# Data entries start

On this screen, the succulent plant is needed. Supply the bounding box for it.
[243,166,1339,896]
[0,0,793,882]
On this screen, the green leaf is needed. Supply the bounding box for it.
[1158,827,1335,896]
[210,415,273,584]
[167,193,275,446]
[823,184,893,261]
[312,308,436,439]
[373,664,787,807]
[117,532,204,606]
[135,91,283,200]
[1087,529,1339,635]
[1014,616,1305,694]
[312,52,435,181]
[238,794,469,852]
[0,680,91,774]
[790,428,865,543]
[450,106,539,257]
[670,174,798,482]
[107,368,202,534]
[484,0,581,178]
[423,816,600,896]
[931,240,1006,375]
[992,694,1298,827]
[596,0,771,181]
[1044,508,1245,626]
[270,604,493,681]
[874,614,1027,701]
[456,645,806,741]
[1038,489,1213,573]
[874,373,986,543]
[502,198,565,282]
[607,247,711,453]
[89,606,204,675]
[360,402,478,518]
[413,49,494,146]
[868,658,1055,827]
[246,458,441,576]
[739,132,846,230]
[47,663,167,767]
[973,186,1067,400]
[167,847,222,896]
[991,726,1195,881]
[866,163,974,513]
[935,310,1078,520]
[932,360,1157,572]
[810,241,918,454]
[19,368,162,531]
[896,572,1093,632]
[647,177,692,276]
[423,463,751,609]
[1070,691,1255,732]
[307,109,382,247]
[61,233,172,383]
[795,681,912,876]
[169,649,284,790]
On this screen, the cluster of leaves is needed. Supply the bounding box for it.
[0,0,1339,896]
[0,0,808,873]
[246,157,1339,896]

# Data entries end

▶ [Prompt]: How many lines in the records above contain the word "needed"? Reply with the number alone.

▶ [Finished answer]: 3